— Start Page —

Concentrated Force on HSS

Concentrated Force on HSS

(OP)
I have a connection I am analyzing for a fixture or sorts (NOT a building connection)where a 2.375" dia. round HSS is slid through holes of the same diameter drilled thru both walls of a 6" HSS rectangular tube.

The 2.375" round is loaded as a cantilever so it will have concentrated forces resulting from the moment where it bears on the rectangular HSS.
I am trying to check this condition using Chap K in AISC 360-05 and in particular equation K1-1.
K1-1 refers you to K2-1 for determining the factor Qf.
I am getting an extremely low value for Qf killing my connection capacity.

Is Qf even applicable here?

ConnectEgr - you out there?
 

RE: Concentrated Force on HSS

Have you checked the commentary with reference to the calculation of Qf.  They do have some helpful diagrams.

Wouldn't this be similar to a "thru" plate?

RE: Concentrated Force on HSS

(OP)
Yes I read the commentary but it's not much help.

What are your thoughts SteelPE?  

RE: Concentrated Force on HSS

(OP)
Essentially yes

RE: Concentrated Force on HSS

Then I am not sure you are using the correct equations.  I would design the example as if it was a through plate using the method described in HSS connection manual.  

RE: Concentrated Force on HSS

(OP)
I dont think I agree...all this is is a 6x6 tube with a hole drilled in it with  2.375" HSS round slid through the hole.

The 6x6 is a column and the 2.375" round is loaded as a cantilever.

The reactions where the round HSS passes through the walls of the 6x6 tube are essentially concentrated forces transverse to the longitudinal axis on the 2.375" round HSS.

NO?  

RE: Concentrated Force on HSS

If you look in the design example they give you an example of a longitudinal plate and a transverse loaded plate.  Both of those examples are different how your "outrigger" tube is loaded.

In the HSS connection manual they end up with a resultant shear in each face of the tube.  This shear is what you design your weld for.

I may be wrong but more diagrams should be given in the AISC manual to make this a little more clear.

RE: Concentrated Force on HSS

(OP)
this "outrigger" is not welded.  

RE: Concentrated Force on HSS

The outrigger is not even welded a little?  What stops it from falling out?

If that was the case, I would use the same equation and then use a modified bolt bearing equation to resist Vf and Vr.  How much force are we talking about?

RE: Concentrated Force on HSS

It's just a propped cantilever.  If the pipe is good in bending, the tube is good in bearing, and the tube is still structurally adequate with the hole, what's the problem?

RE: Concentrated Force on HSS

(OP)
Checking the tube bearing is the problem. I was trying to check it is if it were a concentrated force according to AISC chap. K.

I will also need to check the bearing on the hole itself.

— End Page —

What the task asks: In the thread about a concentrated force on HSS, which equation in AISC 360-05 did the original poster use to check the connection?

— Start Data section —

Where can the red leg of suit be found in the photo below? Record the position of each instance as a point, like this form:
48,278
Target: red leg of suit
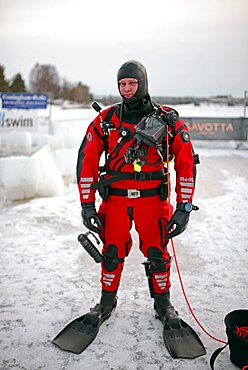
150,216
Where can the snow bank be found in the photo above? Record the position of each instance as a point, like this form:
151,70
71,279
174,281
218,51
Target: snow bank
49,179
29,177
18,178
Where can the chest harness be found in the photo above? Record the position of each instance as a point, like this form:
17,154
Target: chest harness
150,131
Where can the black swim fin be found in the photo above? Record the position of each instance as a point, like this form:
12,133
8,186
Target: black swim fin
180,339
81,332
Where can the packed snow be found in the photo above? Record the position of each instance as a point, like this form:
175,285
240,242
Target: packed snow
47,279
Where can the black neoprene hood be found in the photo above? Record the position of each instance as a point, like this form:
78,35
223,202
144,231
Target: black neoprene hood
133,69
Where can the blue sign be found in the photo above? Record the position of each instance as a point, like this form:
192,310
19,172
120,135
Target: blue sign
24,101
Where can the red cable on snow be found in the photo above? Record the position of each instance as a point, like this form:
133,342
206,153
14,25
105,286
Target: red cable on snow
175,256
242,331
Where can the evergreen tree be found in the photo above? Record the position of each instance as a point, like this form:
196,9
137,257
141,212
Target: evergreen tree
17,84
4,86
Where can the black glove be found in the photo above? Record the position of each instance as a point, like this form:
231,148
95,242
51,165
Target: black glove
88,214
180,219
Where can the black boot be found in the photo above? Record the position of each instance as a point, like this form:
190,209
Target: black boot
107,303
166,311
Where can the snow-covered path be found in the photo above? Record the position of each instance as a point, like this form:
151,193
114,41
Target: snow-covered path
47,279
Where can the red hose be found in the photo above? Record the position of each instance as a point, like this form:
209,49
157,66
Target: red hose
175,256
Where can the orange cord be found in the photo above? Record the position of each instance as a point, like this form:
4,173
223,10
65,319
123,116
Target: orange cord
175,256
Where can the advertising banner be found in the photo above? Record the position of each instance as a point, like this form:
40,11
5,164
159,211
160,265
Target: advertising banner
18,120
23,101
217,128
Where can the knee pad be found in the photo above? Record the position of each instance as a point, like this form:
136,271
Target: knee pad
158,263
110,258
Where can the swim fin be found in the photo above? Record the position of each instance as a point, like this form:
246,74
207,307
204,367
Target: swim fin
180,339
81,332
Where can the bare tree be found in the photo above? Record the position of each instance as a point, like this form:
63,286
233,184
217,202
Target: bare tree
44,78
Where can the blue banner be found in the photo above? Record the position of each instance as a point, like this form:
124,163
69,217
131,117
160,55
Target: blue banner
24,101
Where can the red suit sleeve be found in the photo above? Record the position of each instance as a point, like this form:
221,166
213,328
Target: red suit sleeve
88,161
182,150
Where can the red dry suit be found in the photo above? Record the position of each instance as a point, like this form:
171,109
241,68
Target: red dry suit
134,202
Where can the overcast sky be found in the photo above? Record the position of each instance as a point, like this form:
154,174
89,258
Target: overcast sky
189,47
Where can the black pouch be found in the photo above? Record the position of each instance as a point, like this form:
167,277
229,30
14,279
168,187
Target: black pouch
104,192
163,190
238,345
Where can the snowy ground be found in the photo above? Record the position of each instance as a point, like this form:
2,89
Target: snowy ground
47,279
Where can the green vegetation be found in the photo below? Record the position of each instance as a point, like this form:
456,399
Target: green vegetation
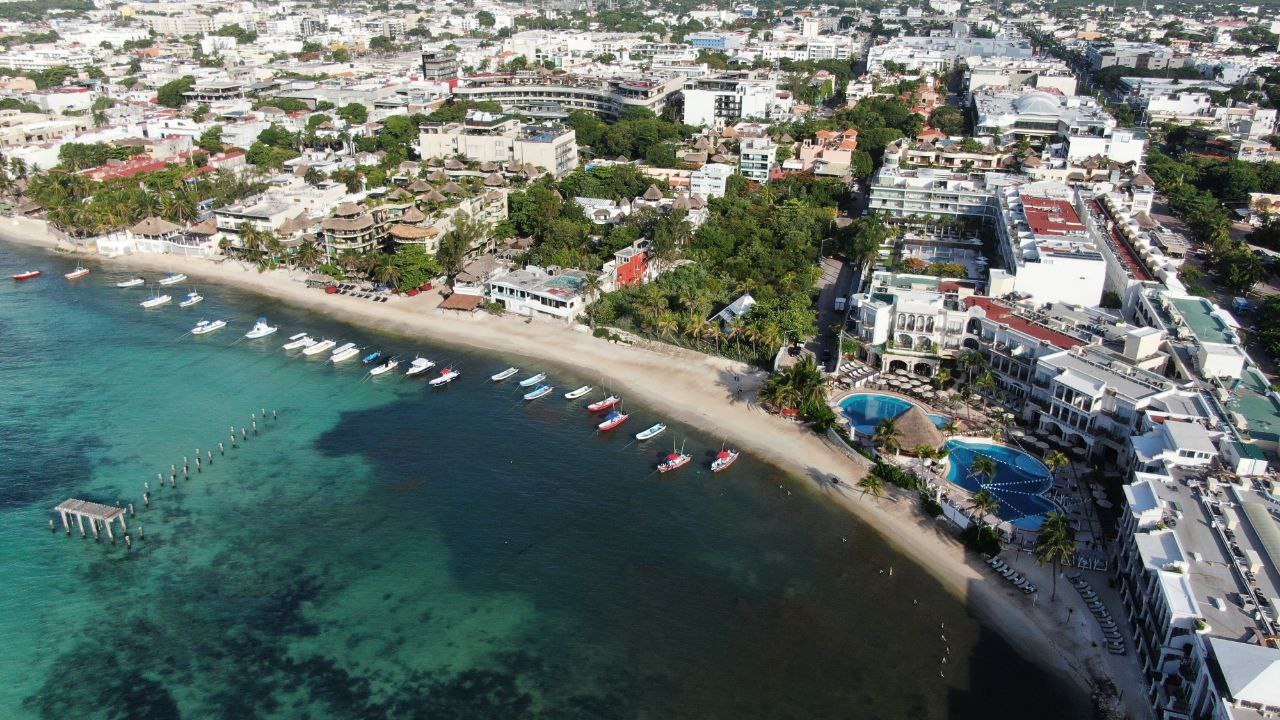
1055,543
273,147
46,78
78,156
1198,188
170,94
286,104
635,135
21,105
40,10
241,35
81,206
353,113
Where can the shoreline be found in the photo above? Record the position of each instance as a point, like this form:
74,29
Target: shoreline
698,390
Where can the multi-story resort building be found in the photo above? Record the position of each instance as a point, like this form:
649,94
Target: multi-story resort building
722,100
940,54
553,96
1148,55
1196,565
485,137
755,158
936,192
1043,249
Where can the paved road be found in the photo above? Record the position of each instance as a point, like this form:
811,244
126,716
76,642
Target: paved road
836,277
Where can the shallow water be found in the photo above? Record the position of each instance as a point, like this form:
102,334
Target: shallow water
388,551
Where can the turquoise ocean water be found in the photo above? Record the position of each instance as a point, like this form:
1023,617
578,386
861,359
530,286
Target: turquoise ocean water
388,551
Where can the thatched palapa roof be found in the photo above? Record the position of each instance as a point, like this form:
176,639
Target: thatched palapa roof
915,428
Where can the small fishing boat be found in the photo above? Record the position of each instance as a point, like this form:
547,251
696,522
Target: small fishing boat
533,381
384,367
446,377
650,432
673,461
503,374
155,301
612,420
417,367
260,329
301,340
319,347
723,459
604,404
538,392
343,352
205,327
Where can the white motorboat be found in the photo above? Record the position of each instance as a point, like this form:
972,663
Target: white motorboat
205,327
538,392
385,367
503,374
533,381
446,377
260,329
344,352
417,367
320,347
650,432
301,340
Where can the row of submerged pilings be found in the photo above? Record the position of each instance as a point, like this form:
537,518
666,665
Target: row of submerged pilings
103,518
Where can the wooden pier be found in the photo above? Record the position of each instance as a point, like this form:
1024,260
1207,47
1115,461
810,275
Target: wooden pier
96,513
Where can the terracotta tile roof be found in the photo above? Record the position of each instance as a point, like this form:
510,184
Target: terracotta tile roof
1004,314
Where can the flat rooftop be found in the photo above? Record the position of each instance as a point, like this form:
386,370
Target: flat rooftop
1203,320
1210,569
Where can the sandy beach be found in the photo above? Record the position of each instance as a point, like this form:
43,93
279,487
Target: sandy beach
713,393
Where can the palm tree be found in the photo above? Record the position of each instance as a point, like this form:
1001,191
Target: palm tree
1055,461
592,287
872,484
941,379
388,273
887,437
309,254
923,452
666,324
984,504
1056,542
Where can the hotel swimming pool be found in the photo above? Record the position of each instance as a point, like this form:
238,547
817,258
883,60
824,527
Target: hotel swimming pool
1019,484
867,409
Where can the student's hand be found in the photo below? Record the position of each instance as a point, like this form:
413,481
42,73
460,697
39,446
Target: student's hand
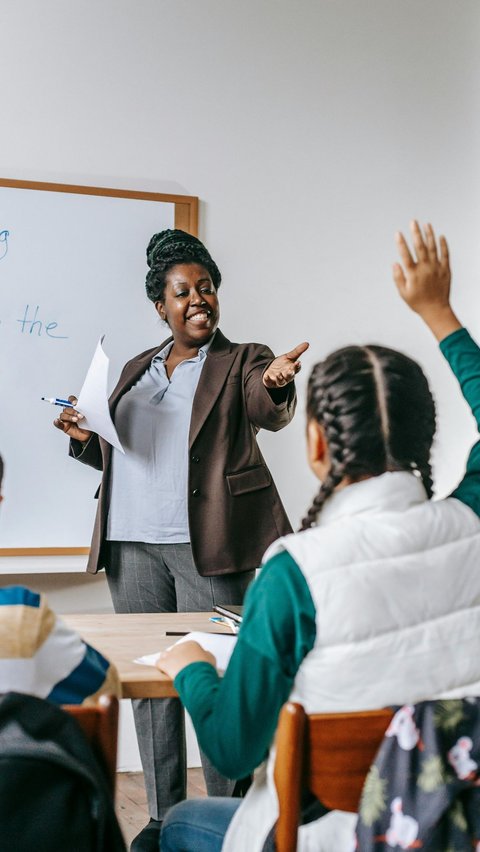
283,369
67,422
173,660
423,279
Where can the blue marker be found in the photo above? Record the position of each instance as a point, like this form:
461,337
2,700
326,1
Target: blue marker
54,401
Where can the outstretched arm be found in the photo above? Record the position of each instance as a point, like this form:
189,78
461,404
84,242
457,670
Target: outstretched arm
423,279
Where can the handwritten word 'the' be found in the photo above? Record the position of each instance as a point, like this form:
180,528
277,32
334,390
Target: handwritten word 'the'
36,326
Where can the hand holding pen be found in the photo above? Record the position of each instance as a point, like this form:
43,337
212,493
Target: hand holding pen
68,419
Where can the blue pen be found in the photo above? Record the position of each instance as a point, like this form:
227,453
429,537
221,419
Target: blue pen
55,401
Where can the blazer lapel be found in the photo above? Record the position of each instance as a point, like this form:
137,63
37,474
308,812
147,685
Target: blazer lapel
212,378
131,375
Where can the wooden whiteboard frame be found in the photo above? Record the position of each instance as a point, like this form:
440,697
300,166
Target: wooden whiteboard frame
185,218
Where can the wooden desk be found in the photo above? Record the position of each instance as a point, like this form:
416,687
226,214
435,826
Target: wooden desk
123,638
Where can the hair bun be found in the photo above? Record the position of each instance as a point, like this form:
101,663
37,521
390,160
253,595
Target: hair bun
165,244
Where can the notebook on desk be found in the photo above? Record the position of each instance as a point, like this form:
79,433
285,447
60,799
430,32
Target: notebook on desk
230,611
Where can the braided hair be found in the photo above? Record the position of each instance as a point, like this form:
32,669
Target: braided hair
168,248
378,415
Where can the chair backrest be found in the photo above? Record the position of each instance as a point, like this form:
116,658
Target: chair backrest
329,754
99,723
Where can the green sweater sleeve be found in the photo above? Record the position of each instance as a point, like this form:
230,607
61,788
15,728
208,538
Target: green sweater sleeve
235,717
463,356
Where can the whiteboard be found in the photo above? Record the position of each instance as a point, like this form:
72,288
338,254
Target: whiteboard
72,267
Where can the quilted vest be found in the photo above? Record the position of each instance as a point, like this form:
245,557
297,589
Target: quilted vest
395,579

— End Data section —

Task answer: Equation K1-1 in Chapter K.